### Goal of the exercise
Continue the article on AI infrastructure spending and cloud revenue from its last sentence.
--- Study text Enclosed Below ---
The $25 billion figure that analysts have cited for direct AI-specific services revenue dates from a narrower, earlier definition that excludes most cloud growth attributed to AI workloads. The memo's "$100–$150 billion" range is reachable only under the most expansive attribution. Neither figure, however, closes the gap against $725 billion in annual capex spending. The memo softens precisely that gap by quoting the optimistic range as if it were consensus, when in fact the range is contested and definition-dependent.
The Depreciation Load Nobody Is Highlighting
The bull case has genuine support. Google Cloud's 63 percent revenue growth, its $462 billion backlog, and the 7 percent after-hours surge in Alphabet shares on April 30 are not fabricated. AWS grew 28 percent in Q1 2026 at a 37.7 percent operating margin — its fastest growth pace in fifteen quarters. The hyperscalers are profitable operating companies, unlike the dot-com cohort, and demand signals — extended GPU contract lead times, capacity constraints running into 2026, and signed multi-year compute commitments from OpenAI and Anthropic — are concrete.
--- End of Enclosed Study text ---
--- Data excerpts Enclosed Below ---
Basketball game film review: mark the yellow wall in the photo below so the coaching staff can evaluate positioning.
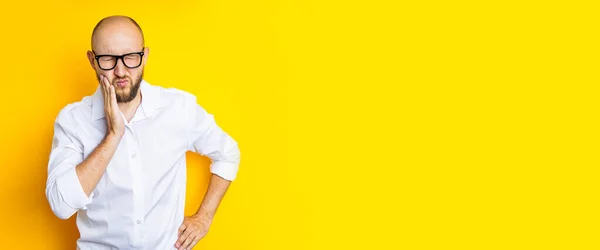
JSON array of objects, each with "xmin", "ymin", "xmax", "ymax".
[
  {"xmin": 0, "ymin": 0, "xmax": 308, "ymax": 249},
  {"xmin": 0, "ymin": 0, "xmax": 600, "ymax": 250}
]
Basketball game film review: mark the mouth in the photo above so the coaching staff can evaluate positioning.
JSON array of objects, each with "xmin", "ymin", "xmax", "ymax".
[{"xmin": 116, "ymin": 79, "xmax": 127, "ymax": 88}]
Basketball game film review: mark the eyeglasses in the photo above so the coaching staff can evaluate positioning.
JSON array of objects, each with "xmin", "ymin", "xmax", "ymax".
[{"xmin": 92, "ymin": 48, "xmax": 144, "ymax": 70}]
--- End of Enclosed Data excerpts ---
### Answer for the task
The same earnings season also surfaced the risk the memo skirts. AI hardware assets depreciate at roughly 20 percent per year; at the current $725 billion combined spending pace, the implied annual depreciation load approaches $400 billion — more than the group's combined 2025 profits. Two-thirds of Microsoft's most recent quarterly capex went to short-lived GPU and CPU assets that begin compressing operating margins within months of deployment, not years. Meta fell approximately 6 percent after raising its capex guide, and short-seller Michael Burry has argued the group understates annual depreciation by $176 billion over 2026–2028 by applying five-to-six-year GPU life schedules against an economic life closer to two to three years.
There is also a structural circularity in the books that the memo does not address. Three of the four hyperscalers recorded large non-cash gains this quarter from their stakes in AI labs: Alphabet booked $36.8 billion in equity gains, mostly a markup on Anthropic; Amazon recorded $16.8 billion in pre-tax gains on the same investment; Microsoft recognized $5.9 billion in OpenAI-related gains over nine months. Amazon's Q1 2026 net income of $30.3 billion includes $16.8 billion in pre-tax gains on its Anthropic stake — a non-recurring item that flatters the headline figure.
The Honest Frame
The investor briefing is right that the build-out is forward-looking and that AI revenue is compounding at speed. AWS at 28 percent growth with a 37.7 percent margin, Google Cloud at 63 percent growth with a $462 billion backlog, and Microsoft's AI business at $37 billion in annual run-rate revenue and growing — these are not the numbers of a sector that has failed to monetize.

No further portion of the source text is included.